What to work on: Write out all the lines again, precisely as they stand, but without the images.

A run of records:
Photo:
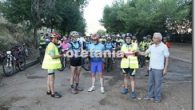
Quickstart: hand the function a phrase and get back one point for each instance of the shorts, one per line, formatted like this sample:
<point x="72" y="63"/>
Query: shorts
<point x="75" y="61"/>
<point x="50" y="72"/>
<point x="129" y="71"/>
<point x="96" y="67"/>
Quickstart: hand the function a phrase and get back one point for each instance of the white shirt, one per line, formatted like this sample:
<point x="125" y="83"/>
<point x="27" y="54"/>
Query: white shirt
<point x="157" y="55"/>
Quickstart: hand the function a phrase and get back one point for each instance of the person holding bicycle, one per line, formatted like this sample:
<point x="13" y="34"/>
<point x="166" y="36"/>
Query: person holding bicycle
<point x="75" y="62"/>
<point x="96" y="62"/>
<point x="51" y="62"/>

Task response:
Photo:
Quickstart: hand the function a phrase and get back one point for each instance of the shorts, one per line, formatted like this sample:
<point x="72" y="63"/>
Query: shorts
<point x="75" y="61"/>
<point x="50" y="72"/>
<point x="129" y="71"/>
<point x="96" y="67"/>
Quickstart: hand the function a phrase and get back one point for each instance of the white shirt, one per line, formatted like this sample:
<point x="125" y="83"/>
<point x="27" y="54"/>
Query: white shirt
<point x="157" y="55"/>
Quickstart: hand the function a phrase and get back one point for each instance of the person holding bicycle, one per line, formatted like this sample:
<point x="13" y="34"/>
<point x="166" y="36"/>
Query: person holding bicycle
<point x="75" y="62"/>
<point x="96" y="62"/>
<point x="51" y="62"/>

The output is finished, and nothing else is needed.